• _Your task_: Rewrite the part of the Hotel Everland text from "Hotel Everland, the" to "but no television.", inclusive, with "turntable" in place of "record player".

• _Text shown_:
........

Hotel Everland, the creation of Swiss artists Sabina Lang and Daniel Baumann, will remain atop the Palais de Tokyo until the end of 2008, functioning as both a museum exhibit and a room where people can stay overnight.
Looking rather like the bachelor pad of an imaginary pop star from 1972, the room has curving beige couches to recline on and admire the view, a turquoise-tiled bathroom and a record player with a collection of vinyl discs but no television.
"It's what we thought of as an ideal hotel room," Lang told Reuters as she watched a giant crane being prepared to winch the prefabricated green unit up from the back of a truck.
Hotel Everland, originally conceived for Expo 2002, has already spent 18 months at the Gallery for Contemporary Art in Leipzig. But the view from the Palais de Tokyo, incorporating the Paris skyline and the Eiffel Tower, is of a different kind from the east German tower block guests saw there.
"You shouldn't need a television," Lang said.
She said it was important for the work to be an actual hotel as well as a part of the museum. Guests pay 333 euros ($473) a night during the week and 444 euros at weekends, a comparable rate to other hotels in the chic 16th arrondissement, with charges used to cover running costs.
Guests book online (www.everland.ch) but stay for only one night and during the day, the room can be inspected by museum visitors.
Reservations, which opened at the start of October, have been brisk and the first two months are already booked out. But the two artists have not been tempted to change trades and abandon art for the hospitality industry.
"It's absurd to have a one room hotel and it's never going to be a success as a business plan," Lang said. "We just like to play around with the idea of exclusivity and luxury."

........

• _Dataset records_:
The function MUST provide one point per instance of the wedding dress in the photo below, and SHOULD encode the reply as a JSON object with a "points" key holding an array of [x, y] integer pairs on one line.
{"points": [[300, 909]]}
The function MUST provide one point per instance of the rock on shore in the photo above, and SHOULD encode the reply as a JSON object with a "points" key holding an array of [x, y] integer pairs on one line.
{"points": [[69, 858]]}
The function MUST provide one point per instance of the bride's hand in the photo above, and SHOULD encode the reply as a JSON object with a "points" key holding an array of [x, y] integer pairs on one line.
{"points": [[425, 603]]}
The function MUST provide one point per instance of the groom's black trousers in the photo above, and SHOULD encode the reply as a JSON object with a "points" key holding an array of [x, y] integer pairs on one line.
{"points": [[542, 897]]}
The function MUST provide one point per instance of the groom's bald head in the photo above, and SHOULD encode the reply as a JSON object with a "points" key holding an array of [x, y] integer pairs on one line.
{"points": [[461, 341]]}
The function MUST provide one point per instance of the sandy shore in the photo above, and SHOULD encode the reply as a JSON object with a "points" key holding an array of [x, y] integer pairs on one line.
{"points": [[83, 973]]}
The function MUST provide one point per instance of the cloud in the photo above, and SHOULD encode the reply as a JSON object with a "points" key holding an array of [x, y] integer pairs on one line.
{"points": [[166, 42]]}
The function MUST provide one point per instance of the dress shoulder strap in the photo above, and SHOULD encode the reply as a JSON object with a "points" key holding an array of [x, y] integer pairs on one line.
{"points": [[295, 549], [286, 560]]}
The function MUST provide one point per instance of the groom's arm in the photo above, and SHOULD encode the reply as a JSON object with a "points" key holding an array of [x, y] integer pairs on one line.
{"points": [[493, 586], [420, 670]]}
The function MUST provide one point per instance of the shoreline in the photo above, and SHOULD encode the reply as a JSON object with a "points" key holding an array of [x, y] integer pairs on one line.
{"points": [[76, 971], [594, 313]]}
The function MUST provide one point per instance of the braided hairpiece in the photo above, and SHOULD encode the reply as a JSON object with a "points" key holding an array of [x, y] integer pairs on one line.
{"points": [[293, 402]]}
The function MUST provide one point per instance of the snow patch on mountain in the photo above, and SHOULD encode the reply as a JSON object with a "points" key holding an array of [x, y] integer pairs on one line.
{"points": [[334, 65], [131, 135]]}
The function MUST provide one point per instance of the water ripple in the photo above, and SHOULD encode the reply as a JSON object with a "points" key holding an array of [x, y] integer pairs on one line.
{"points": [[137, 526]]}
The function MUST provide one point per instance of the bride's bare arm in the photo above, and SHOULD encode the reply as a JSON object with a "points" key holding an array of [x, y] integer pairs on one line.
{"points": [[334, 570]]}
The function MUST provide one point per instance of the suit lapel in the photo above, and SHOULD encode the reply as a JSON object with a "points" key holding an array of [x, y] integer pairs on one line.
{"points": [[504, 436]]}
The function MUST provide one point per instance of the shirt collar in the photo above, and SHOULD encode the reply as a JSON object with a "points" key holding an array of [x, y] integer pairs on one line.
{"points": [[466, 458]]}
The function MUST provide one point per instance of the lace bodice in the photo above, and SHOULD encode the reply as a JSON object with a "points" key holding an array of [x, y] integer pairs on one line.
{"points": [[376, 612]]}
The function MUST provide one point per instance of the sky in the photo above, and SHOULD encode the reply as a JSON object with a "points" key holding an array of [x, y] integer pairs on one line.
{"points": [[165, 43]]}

........

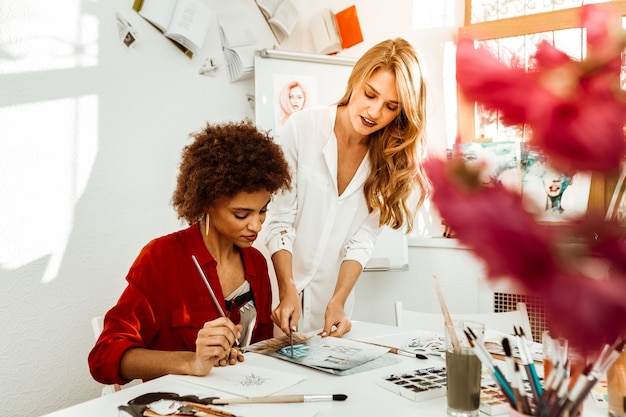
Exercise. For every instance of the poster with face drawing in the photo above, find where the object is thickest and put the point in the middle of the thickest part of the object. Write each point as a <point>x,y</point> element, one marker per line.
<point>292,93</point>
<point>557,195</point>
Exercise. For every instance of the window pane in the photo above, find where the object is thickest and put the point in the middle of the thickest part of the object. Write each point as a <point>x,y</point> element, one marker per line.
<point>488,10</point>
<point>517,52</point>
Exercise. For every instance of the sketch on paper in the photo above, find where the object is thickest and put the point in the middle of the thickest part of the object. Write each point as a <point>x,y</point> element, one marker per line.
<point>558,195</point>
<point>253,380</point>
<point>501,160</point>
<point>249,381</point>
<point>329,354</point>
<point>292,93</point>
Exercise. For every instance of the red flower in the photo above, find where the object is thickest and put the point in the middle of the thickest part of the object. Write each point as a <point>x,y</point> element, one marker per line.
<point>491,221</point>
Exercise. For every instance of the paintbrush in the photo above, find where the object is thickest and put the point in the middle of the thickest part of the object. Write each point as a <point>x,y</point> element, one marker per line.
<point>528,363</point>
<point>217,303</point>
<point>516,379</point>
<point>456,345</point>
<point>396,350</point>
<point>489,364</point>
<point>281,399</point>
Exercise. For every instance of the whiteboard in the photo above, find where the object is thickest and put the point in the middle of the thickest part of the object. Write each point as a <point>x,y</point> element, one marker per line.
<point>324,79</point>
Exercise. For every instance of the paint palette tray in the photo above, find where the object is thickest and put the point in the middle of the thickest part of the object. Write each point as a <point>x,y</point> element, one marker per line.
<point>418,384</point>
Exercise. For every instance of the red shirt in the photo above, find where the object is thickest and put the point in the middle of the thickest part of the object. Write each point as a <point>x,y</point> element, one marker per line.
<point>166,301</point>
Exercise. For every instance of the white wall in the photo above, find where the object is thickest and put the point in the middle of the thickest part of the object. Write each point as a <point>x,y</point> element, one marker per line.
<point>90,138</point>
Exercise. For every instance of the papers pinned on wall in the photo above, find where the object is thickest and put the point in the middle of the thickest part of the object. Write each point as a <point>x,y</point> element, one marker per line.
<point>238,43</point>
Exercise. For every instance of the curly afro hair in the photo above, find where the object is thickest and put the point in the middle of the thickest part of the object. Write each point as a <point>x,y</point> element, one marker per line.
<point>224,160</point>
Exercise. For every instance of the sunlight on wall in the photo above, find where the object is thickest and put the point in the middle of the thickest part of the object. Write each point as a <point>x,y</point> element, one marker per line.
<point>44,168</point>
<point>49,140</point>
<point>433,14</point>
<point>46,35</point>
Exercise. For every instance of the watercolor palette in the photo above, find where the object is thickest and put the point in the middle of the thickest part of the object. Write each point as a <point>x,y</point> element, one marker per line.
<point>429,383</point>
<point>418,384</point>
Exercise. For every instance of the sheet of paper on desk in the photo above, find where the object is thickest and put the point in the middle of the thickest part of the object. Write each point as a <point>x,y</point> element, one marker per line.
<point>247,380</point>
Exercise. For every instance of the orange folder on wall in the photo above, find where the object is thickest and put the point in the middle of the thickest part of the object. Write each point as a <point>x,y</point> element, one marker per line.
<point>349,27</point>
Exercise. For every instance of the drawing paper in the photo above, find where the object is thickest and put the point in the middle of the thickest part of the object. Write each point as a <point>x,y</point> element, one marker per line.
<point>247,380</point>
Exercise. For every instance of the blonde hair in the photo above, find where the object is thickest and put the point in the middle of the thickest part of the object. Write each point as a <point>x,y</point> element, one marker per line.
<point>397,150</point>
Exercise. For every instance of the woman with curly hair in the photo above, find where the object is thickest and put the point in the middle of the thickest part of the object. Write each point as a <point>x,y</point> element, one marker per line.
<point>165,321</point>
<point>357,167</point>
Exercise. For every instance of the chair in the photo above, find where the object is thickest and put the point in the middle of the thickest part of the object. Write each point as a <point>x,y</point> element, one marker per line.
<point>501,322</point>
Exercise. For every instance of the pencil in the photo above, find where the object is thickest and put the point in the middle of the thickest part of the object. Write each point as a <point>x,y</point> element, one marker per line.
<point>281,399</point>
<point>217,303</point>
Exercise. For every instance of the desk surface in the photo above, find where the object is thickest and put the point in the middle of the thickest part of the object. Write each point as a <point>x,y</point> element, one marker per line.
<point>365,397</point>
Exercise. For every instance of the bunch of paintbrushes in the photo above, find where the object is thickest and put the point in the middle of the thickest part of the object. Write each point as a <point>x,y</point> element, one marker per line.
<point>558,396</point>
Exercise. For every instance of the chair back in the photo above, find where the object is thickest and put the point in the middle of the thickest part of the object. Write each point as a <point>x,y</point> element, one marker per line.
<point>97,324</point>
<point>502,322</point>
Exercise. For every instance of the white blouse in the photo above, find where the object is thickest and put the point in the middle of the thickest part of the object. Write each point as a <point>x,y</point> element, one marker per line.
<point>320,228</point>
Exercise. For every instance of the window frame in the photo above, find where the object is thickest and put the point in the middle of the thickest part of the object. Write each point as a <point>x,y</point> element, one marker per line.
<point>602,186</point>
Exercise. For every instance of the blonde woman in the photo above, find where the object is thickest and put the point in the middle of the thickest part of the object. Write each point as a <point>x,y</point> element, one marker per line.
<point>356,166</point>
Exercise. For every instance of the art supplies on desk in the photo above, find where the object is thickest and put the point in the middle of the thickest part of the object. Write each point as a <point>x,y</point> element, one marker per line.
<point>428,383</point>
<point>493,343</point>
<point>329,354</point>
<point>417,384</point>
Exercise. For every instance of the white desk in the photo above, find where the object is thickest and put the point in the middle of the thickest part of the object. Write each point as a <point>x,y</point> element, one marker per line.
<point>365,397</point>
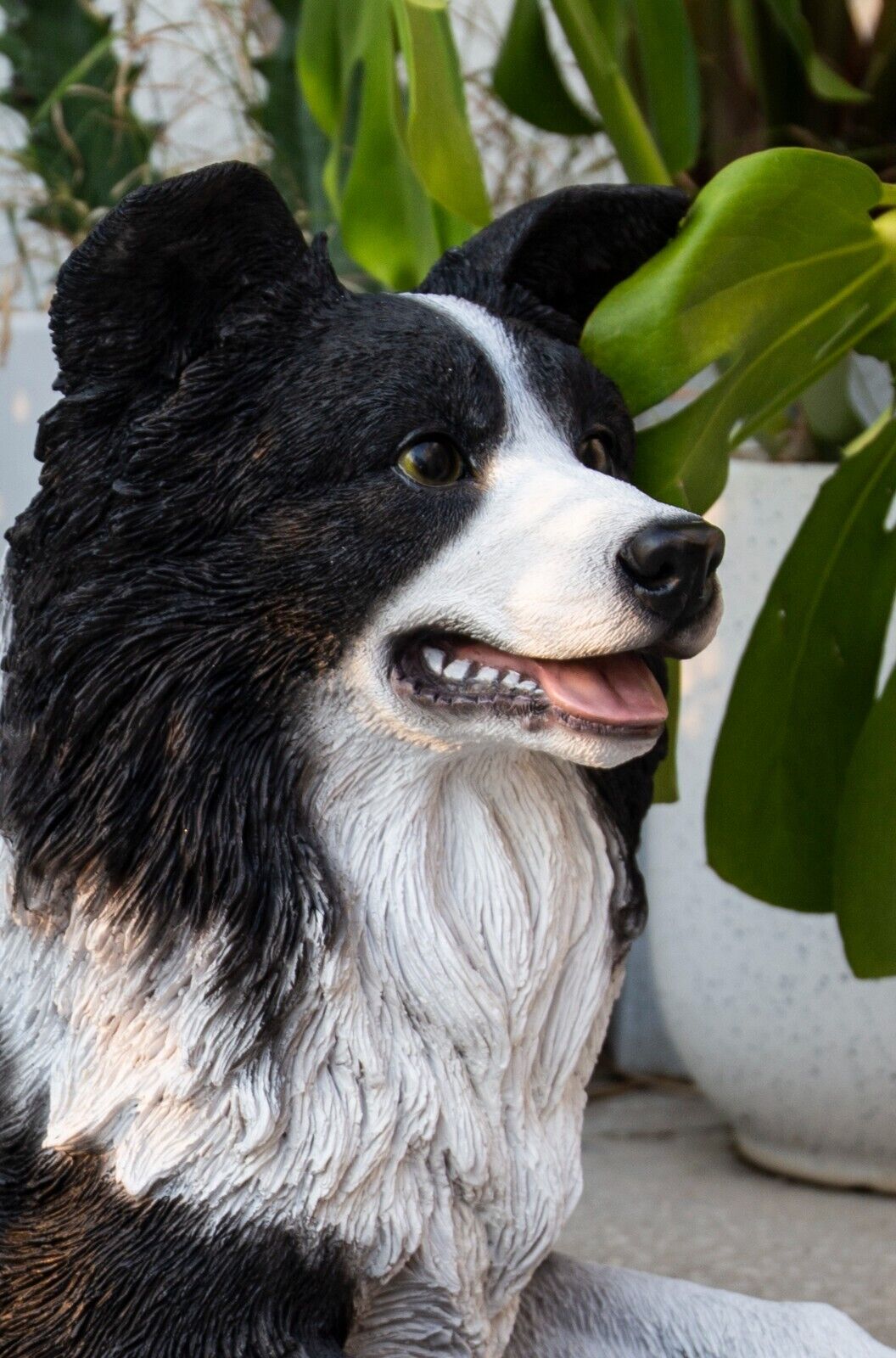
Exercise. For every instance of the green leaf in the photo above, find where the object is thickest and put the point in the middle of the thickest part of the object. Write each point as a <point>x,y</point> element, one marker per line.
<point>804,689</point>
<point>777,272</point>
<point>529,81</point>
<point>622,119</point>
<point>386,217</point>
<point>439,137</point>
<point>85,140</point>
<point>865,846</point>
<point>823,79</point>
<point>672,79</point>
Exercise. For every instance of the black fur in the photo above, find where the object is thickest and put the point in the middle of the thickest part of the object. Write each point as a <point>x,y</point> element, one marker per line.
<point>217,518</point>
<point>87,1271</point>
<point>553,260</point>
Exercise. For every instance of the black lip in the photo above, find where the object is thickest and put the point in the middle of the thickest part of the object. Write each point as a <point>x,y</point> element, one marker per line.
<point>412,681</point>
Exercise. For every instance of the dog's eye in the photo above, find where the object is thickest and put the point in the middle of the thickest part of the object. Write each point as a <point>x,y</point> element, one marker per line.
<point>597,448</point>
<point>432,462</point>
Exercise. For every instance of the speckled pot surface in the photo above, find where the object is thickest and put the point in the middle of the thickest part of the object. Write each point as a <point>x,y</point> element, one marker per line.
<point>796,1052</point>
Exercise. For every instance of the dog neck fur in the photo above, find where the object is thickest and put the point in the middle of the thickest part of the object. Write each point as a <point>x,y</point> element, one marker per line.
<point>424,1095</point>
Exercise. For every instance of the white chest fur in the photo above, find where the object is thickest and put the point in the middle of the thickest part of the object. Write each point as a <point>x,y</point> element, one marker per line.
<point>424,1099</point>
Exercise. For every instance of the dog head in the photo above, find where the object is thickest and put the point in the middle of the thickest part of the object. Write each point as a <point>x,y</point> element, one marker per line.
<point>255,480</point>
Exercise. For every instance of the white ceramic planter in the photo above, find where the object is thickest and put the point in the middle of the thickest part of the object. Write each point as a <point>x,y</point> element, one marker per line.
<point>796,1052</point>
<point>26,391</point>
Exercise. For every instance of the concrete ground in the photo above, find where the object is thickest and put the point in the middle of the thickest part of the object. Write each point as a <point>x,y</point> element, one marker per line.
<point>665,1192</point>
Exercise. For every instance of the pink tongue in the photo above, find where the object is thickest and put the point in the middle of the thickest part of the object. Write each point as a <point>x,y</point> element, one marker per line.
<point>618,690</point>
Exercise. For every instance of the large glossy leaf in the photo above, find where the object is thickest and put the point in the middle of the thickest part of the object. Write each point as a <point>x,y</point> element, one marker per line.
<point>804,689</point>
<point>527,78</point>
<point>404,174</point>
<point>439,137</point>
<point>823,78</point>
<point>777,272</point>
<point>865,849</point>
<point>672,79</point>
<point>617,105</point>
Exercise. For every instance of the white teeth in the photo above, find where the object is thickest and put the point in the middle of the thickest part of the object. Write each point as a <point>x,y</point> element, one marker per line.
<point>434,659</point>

........

• _Answer to this task_:
Hotel Everland, the creation of Swiss artists Sabina Lang and Daniel Baumann, will remain atop the Palais de Tokyo until the end of 2008, functioning as both a museum exhibit and a room where people can stay overnight.
Looking rather like the bachelor pad of an imaginary pop star from 1972, the room has curving beige couches to recline on and admire the view, a turquoise-tiled bathroom and a turntable with a collection of vinyl discs but no television.